What is needed is an exact copy of all the records, written out in full.

#### Supplied information ####

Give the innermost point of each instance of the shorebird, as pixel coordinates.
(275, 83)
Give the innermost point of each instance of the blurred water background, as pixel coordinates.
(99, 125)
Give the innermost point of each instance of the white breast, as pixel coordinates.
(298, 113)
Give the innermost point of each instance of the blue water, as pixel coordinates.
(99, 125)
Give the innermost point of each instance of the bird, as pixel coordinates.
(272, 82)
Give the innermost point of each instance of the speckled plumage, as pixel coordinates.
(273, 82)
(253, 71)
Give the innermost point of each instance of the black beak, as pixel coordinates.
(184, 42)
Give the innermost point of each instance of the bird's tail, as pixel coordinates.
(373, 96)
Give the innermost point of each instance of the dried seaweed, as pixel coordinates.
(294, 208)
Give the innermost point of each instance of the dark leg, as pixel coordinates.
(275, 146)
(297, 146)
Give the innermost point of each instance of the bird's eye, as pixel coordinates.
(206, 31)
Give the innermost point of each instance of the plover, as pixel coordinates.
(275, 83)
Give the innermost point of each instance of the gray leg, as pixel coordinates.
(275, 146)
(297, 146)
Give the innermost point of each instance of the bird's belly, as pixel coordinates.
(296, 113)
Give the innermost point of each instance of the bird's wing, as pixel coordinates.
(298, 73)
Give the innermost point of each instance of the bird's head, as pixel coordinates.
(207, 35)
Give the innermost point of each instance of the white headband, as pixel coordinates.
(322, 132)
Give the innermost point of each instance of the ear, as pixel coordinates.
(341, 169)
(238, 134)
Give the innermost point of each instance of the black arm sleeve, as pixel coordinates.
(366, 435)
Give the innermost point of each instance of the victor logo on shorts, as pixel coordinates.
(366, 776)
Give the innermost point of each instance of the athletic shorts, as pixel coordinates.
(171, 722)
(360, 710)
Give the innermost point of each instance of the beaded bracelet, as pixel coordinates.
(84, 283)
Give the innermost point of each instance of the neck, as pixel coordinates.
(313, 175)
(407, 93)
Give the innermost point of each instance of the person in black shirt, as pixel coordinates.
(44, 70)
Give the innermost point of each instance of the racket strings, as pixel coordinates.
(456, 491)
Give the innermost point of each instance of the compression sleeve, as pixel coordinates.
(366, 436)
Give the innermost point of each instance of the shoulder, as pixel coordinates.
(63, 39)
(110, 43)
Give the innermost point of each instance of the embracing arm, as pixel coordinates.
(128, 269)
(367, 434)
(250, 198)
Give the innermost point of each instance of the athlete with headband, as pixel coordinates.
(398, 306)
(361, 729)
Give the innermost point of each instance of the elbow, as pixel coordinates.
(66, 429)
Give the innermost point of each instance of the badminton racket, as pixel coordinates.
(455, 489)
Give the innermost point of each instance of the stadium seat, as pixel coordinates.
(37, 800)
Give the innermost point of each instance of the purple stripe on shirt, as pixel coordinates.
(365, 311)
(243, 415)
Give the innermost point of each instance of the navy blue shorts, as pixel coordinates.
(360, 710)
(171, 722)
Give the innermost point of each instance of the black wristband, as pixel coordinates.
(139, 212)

####

# Response below
Give the innermost point of each instance of the shorebird, as pixel coordinates.
(275, 83)
Give the innermost point of each instance of the blurred water background, as pixel coordinates.
(99, 125)
Give the innermost point of each instance of the white breast, as pixel coordinates.
(298, 113)
Give the innermost point of each instance of the blue water, as pixel coordinates.
(99, 125)
Give the innermost point of each instance of the bird, as pixel coordinates.
(272, 82)
Give the innermost point of each instance of the speckled plumage, as pixel coordinates.
(273, 82)
(253, 71)
Give the innermost point of each instance of the black beak, as pixel coordinates.
(184, 42)
Give the innermost point of each instance of the bird's tail, as pixel coordinates.
(373, 96)
Give the innermost point of each instance of the dried seaweed, as pixel coordinates.
(294, 208)
Give the innermost point of each instance of the dark leg, as pixel coordinates.
(275, 146)
(297, 146)
Give the innermost point of each instance of the bird's eye, as pixel coordinates.
(206, 31)
Give the innermost point of each instance of the plover, as pixel coordinates.
(275, 83)
Give the innermost point of each instance of the gray leg, as pixel coordinates.
(275, 146)
(297, 146)
Give the innermost point of each instance of the bird's belly, as pixel coordinates.
(296, 113)
Give the innermost point of each instance of the bird's wing, as pixel coordinates.
(298, 73)
Give the innermost point of each instance of the bird's head, as pixel coordinates.
(207, 35)
Give the innermost point of each instance of the white headband, as pixel coordinates.
(322, 132)
Give the innermost point of each instance of the ear, as pixel coordinates.
(341, 169)
(238, 134)
Give the innermost point of each instance of the black arm sleeve, as pixel coordinates.
(366, 435)
Give the innermost point of each instance of the victor logo on shorts, as pixel coordinates.
(366, 776)
Give the innermost point of each instance of the athletic shorts, as pixel coordinates.
(171, 722)
(360, 710)
Give the innermost point of each instance of the beaded bracelet, as pixel coordinates.
(84, 283)
Give the innermost point of each instance of the neck, as pixel coordinates.
(313, 175)
(407, 93)
Give the innermost point of each instance of the person in black shirt, as pixel coordinates.
(44, 70)
Give the innermost point of each instance of the racket strings, as pixel coordinates.
(456, 491)
Give the innermost point of each instance of the compression sleeve, as pixel coordinates.
(366, 436)
Give the innermost point of each instance of the shoulder, as pixel coordinates.
(63, 39)
(110, 43)
Give the innermost point of each instance of the embracing arm, as pixel coordinates.
(128, 269)
(367, 434)
(250, 198)
Give the innermost point of each instance of the athlete with headband, as pixel coordinates.
(398, 306)
(361, 729)
Give the innermost point of each instance of the elbow, as pixel coordinates.
(66, 429)
Give the innermost point of each instance of the badminton racket, as pixel coordinates.
(455, 489)
Give the innermost point of each instance of the stadium seat, as pixel coordinates.
(37, 800)
Give the innermost point of each instance of the purple stripe on shirt, as pixel coordinates.
(365, 311)
(243, 415)
Give the innermost point of each instance of the navy blue shorts, as pixel coordinates.
(360, 710)
(171, 722)
Give the innermost point of each instance of the black wristband, as pixel coordinates.
(139, 212)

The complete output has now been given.